Bellsquarry is a suburban area located in the south-west of Livingston, West Lothian, Scotland. Bellsquarry is located to the west of the Murieston area of the town and to the south of the Dedridge area of the town. The Brucefield industrial estate lies on its western edge.

==History==
Along with the settlements of Livingston Village and Livingston Station (now Deans), Bellsquarry became part of Livingston new town on its designation in 1962.

The name Bellsquarry originates from a former Burdiehouse Limestone quarry and the surname of its owner, Mr Bell. The quarry was in operation by 1782 and continued until the early 20th century, when it was used as a rubbish dump before being tidied and covered. Some of the former limestone kilns still remain around throughout the area.

Brucefield Farm is a former substantial farmhouse built circa 1800 that is now in use as a restaurant.

==Buildings==
As one of the older settlements in Livingston, there are several 19th and early 20th century buildings in Bellsquarry, including Bellsquarry Village Hall.

The Elm Tree Inn located at the village square, re-opened in early 2005 as a pub (downstairs) and restaurant (upstairs).

### SUPPLIED MATERIAL
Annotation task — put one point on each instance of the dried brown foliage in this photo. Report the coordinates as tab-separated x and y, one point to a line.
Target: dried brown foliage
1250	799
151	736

### WORK REQUIRED
Copy the Bellsquarry text in full, reproducing every word as it appears.

### ANSWER TO THIS TASK
Bellsquarry is a suburban area located in the south-west of Livingston, West Lothian, Scotland. Bellsquarry is located to the west of the Murieston area of the town and to the south of the Dedridge area of the town. The Brucefield industrial estate lies on its western edge.

==History==
Along with the settlements of Livingston Village and Livingston Station (now Deans), Bellsquarry became part of Livingston new town on its designation in 1962.

The name Bellsquarry originates from a former Burdiehouse Limestone quarry and the surname of its owner, Mr Bell. The quarry was in operation by 1782 and continued until the early 20th century, when it was used as a rubbish dump before being tidied and covered. Some of the former limestone kilns still remain around throughout the area.

Brucefield Farm is a former substantial farmhouse built circa 1800 that is now in use as a restaurant.

==Buildings==
As one of the older settlements in Livingston, there are several 19th and early 20th century buildings in Bellsquarry, including Bellsquarry Village Hall.

The Elm Tree Inn located at the village square, re-opened in early 2005 as a pub (downstairs) and restaurant (upstairs).